AIM OF THE TASK
Rewrite the lines starting at the one that contains "Definition first: for each instance of the beige" and stopping after the one that contains "[[547, 230], [636, 245], [111, 204], [399, 146]]". Swap every "beige" for "cream" and keep everything else the same.

Named-object pointing entries
BEGIN
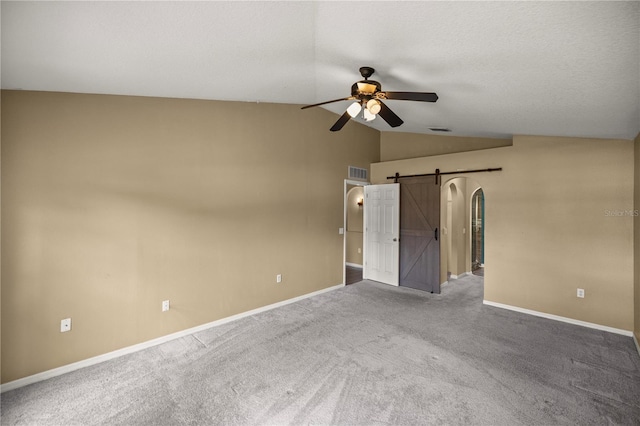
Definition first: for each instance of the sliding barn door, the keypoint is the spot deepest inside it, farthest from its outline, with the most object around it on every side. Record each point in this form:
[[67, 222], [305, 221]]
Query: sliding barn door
[[419, 234], [381, 231]]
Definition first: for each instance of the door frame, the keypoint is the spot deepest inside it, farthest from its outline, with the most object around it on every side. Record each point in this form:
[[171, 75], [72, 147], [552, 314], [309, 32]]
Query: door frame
[[344, 224]]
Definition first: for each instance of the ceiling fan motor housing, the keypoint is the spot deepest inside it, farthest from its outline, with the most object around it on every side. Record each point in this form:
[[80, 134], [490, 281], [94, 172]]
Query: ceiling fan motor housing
[[365, 89]]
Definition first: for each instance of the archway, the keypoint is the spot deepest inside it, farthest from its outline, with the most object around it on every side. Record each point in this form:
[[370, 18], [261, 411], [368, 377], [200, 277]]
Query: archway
[[477, 232], [462, 228]]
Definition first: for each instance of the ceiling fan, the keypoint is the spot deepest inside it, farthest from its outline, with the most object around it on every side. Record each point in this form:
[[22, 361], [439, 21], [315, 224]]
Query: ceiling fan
[[368, 97]]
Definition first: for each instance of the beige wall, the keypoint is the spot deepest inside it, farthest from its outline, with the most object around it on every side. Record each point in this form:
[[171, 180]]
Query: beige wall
[[547, 230], [636, 245], [111, 204], [399, 146]]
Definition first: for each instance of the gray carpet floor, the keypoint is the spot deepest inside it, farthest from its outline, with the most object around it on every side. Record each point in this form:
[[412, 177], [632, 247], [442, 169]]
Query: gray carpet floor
[[365, 354]]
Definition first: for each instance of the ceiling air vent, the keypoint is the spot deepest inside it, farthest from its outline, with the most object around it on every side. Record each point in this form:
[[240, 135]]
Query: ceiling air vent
[[358, 173]]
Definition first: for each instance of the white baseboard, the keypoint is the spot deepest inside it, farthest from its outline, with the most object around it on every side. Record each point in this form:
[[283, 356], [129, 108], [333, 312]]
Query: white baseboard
[[559, 318], [456, 277], [150, 343]]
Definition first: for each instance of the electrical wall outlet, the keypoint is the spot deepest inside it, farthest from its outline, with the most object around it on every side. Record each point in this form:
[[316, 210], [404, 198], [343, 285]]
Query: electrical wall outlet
[[65, 325]]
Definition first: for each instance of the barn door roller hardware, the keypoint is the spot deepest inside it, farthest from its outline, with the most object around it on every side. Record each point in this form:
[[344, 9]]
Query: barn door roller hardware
[[438, 173]]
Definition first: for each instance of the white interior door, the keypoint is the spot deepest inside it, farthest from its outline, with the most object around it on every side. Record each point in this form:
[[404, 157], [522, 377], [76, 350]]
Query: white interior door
[[381, 233]]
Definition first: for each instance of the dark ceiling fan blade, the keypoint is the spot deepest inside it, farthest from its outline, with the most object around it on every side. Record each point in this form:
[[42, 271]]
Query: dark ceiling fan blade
[[328, 102], [412, 96], [341, 122], [389, 116]]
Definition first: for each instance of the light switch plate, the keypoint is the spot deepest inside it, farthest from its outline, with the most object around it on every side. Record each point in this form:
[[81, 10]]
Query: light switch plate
[[65, 325]]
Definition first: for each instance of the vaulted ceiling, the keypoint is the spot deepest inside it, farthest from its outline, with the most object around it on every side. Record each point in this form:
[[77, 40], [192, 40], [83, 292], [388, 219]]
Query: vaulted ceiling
[[499, 68]]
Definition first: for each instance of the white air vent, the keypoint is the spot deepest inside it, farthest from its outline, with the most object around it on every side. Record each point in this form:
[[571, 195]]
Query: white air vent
[[358, 173]]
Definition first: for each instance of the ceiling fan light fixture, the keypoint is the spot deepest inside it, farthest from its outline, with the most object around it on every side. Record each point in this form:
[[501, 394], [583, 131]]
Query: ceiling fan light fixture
[[374, 106], [354, 109], [368, 116]]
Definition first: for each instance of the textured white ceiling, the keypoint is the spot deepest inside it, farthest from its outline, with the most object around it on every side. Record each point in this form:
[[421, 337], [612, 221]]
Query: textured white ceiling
[[500, 68]]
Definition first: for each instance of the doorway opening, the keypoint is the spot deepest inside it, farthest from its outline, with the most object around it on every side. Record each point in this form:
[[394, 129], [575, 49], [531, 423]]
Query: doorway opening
[[353, 231], [462, 228], [477, 232]]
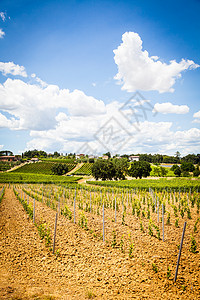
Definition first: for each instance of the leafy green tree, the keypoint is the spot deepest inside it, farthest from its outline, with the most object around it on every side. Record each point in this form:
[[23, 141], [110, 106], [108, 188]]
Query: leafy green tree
[[187, 166], [59, 169], [177, 170], [109, 169], [163, 171], [139, 169], [56, 154], [108, 154], [121, 168], [6, 153]]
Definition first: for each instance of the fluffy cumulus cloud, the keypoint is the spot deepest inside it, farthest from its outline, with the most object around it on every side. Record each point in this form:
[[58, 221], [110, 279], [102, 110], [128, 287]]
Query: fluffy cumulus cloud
END
SOLUTION TO THIS EXERCISE
Definition first: for each instance of the cream wall, the keypoint is the spot deepest inside it, farthest from its outline, with the most object around it on every side. Record each point in this form:
[[171, 180]]
Query: cream wall
[[547, 230], [636, 245], [111, 204], [399, 146]]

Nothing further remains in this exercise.